● **Document**:
● ● ●

Glossary
Types of attestation for names and terms of the corresponding source language
This term is attested in a manuscript used as a source for this translation.
This term is attested in other manuscripts with a parallel or similar context.
This term is attested in dictionaries matching Tibetan to the corresponding language.
The attestation of this name is approximate. It is based on other names where the relationship between the Tibetan and source language is attested in dictionaries or other manuscripts.
This term is a reconstruction based on the Tibetan phonetic rendering of the term.
This term is a reconstruction based on the semantics of the Tibetan translation.
This term has been supplied from an unspecified source, which most often is a widely trusted dictionary.

● ● ●

● **Recorded data**:
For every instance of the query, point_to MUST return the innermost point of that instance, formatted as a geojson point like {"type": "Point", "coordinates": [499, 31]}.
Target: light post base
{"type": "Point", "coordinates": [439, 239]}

● ● ●

● **What to work on**:
1) Retype the glossary word for word, between "This term is attested in other" and "widely trusted dictionary.", inclusive.
2) According to the glossary, what is the unspecified source most often when a term has been supplied from one?

● **Solution set**:
1)
This term is attested in other manuscripts with a parallel or similar context.
This term is attested in dictionaries matching Tibetan to the corresponding language.
The attestation of this name is approximate. It is based on other names where the relationship between the Tibetan and source language is attested in dictionaries or other manuscripts.
This term is a reconstruction based on the Tibetan phonetic rendering of the term.
This term is a reconstruction based on the semantics of the Tibetan translation.
This term has been supplied from an unspecified source, which most often is a widely trusted dictionary.

2) A widely trusted dictionary.